まずは、先の2つの下書から「昨日今日」の連続2日間はすっかりいい天気だったということが言えるが、そのような帰花後の日として最も相応しい2日間
7月5日~6日
が上掲表の中にあることにまず気付く。しかし、同書簡下書の中の「一昨日まではひどい雨でした」ということに注意すれば、本来ならばこの連続2日間の前、すなわち〝~7月4日〟までの複数日は雨が続いていなければならないことになるのだが、残念ながらその条件はこの連続2日間〝7月5日~6日〟は満たしていない。
さりとて、これらの書簡から要請される条件
一昨日までの複数日は雨で、昨日今日の連続2日間が晴れている。
を満たしているものは上掲表の中でその他にはないこともまたわかる。となればやはり、この連続2日間とは〝7月5日~6日〟のことでしかありえないことになろう。さいわいその直前の7月1日~3日は雨降りが続いているし、7月4日については曇だがこの日にも雨が残っていたと考え(そしてこの考えはそれほど無茶なものでもないはずでもある)れば、一昨日まではひどい雨であったということになり、
7月1日 雨
7月2日 小雨
7月3日 雨
7月4日 曇 ← 一昨日(まだ雨が残っていた)
7月5日 晴 ← 作日(=「澱った光の澱の底」を詠んだ日)
7月6日 晴 ← 今日(=書簡〔240〕を書いた日)
7月7日 曇
と対応できる。
つまり、消去法によって
書簡〔240〕を賢治が書いた日は7月6日である。

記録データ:
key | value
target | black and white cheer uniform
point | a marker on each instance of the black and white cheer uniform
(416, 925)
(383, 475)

練習問題
書簡の日付を推定した文章を、「まずは、先の2つの下書から「」を含むところから「一昨日までの複数日は雨で、昨日今日の連続2日間が晴れている。」のところまで書き写し、その範囲の「連続2日間」を「続いた2日間」に変えてください。

この問題の解答
まずは、先の2つの下書から「昨日今日」の続いた2日間はすっかりいい天気だったということが言えるが、そのような帰花後の日として最も相応しい2日間
7月5日~6日
が上掲表の中にあることにまず気付く。しかし、同書簡下書の中の「一昨日まではひどい雨でした」ということに注意すれば、本来ならばこの続いた2日間の前、すなわち〝~7月4日〟までの複数日は雨が続いていなければならないことになるのだが、残念ながらその条件はこの続いた2日間〝7月5日~6日〟は満たしていない。
さりとて、これらの書簡から要請される条件
一昨日までの複数日は雨で、昨日今日の続いた2日間が晴れている。